How many lines of the records below contain the string "clicks"? Reply with the number alone.

(Provided data Opens)

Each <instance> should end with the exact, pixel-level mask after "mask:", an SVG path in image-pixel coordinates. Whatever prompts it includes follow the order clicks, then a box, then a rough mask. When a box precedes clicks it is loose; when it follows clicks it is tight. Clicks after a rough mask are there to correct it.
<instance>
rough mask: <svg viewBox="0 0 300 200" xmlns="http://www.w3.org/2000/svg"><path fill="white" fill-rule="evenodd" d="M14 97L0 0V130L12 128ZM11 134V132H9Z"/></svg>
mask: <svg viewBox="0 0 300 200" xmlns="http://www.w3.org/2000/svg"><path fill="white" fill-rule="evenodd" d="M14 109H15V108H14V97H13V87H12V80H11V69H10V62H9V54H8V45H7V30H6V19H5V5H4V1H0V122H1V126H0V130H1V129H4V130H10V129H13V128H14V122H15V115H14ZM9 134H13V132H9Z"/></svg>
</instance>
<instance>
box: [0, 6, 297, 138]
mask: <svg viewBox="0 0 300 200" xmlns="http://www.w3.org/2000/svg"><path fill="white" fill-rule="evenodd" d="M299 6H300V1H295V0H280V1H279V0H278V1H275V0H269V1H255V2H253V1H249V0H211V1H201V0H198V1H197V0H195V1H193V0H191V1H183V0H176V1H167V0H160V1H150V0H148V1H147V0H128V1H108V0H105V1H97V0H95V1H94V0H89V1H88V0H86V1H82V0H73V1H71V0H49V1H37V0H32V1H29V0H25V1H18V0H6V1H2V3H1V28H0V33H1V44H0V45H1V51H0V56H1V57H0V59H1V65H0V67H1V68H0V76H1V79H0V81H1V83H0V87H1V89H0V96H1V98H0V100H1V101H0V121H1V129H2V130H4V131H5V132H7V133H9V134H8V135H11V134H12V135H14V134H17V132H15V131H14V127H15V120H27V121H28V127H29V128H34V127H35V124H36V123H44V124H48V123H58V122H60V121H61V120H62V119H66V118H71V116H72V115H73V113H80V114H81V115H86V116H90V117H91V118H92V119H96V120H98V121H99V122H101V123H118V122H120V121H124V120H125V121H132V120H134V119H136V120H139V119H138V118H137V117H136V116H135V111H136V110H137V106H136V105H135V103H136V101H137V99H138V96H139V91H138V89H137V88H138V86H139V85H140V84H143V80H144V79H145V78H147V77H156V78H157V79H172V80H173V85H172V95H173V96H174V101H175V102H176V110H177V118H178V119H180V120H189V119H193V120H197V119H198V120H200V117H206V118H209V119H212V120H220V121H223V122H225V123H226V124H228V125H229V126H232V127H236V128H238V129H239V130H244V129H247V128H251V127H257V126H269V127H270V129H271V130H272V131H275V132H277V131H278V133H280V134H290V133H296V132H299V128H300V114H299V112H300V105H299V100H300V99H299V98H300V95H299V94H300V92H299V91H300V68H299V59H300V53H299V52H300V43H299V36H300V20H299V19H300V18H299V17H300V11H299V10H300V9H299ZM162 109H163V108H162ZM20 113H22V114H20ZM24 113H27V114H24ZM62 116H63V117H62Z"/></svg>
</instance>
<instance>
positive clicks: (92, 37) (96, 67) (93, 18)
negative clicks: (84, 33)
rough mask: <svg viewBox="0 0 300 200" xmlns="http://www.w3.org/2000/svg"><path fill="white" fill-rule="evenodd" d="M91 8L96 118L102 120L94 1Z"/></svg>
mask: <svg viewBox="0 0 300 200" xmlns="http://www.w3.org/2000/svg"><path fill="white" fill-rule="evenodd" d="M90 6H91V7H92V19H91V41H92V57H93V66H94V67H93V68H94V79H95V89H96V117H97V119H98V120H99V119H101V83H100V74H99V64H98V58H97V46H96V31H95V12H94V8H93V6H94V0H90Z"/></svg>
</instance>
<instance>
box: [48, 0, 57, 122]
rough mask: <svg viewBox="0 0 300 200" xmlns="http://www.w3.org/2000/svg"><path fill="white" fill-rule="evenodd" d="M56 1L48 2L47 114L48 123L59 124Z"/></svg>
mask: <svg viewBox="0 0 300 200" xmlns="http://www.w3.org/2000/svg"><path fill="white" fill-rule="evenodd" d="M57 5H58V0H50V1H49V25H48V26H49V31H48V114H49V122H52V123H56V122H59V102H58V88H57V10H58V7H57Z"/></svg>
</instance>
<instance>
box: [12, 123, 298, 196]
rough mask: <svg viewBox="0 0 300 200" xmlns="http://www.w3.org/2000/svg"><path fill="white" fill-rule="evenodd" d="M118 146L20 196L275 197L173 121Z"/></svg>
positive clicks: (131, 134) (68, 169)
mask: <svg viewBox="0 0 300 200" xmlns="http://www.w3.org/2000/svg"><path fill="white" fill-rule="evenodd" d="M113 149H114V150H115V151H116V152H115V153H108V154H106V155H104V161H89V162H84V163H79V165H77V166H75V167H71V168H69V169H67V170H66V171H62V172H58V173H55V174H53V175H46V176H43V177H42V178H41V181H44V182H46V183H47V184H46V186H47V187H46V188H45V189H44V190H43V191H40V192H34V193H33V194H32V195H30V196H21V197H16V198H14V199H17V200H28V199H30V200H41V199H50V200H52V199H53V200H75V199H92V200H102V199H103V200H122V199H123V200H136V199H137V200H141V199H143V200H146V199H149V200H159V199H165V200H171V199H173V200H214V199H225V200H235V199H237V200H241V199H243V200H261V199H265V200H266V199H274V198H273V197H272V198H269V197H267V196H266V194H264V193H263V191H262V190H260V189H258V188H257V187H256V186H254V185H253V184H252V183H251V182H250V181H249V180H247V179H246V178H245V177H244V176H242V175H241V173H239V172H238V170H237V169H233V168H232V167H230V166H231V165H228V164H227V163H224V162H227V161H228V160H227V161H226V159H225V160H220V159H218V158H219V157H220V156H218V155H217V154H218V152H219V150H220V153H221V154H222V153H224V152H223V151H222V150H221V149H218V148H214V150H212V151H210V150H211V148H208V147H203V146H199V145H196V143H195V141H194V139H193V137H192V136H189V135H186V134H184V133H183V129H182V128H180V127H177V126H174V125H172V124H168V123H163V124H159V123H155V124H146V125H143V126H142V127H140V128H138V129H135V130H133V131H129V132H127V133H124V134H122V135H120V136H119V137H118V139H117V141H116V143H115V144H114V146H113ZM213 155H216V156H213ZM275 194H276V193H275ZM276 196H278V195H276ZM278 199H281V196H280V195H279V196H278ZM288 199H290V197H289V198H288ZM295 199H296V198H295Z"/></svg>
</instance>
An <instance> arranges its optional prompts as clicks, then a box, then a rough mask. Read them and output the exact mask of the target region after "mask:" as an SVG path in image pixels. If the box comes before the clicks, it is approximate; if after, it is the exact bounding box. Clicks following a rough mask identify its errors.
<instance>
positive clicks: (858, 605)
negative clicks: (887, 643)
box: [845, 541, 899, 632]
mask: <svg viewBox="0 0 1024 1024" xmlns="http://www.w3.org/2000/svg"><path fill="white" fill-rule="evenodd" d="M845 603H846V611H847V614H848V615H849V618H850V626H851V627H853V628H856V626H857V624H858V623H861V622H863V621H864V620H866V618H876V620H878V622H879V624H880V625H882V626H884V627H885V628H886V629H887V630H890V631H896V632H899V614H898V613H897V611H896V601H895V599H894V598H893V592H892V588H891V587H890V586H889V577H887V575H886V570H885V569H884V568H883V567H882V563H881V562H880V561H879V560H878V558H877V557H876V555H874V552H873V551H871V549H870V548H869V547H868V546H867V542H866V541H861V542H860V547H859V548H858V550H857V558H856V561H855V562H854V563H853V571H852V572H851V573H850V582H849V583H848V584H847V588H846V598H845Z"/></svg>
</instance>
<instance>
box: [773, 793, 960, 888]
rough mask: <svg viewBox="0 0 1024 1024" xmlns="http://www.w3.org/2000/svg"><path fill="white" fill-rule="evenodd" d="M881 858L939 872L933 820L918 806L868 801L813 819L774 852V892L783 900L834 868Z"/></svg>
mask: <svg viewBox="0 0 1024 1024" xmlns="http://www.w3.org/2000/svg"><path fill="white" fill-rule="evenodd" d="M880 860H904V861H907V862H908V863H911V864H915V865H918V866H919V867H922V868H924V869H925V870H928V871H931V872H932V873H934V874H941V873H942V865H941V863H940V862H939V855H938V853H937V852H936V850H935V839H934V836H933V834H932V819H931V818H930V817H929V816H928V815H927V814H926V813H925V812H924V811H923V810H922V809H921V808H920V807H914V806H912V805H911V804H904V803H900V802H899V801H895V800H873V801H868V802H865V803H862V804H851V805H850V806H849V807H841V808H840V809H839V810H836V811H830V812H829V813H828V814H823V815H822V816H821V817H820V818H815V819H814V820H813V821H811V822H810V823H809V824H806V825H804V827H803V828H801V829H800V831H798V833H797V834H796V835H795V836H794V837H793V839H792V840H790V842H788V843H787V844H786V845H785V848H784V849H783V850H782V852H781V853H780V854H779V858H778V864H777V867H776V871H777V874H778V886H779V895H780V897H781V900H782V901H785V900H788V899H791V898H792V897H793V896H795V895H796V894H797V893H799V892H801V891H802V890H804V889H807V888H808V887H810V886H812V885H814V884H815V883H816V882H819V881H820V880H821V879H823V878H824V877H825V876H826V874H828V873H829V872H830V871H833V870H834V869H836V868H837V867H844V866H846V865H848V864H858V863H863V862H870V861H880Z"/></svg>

(Provided data Closes)

Your solution:
7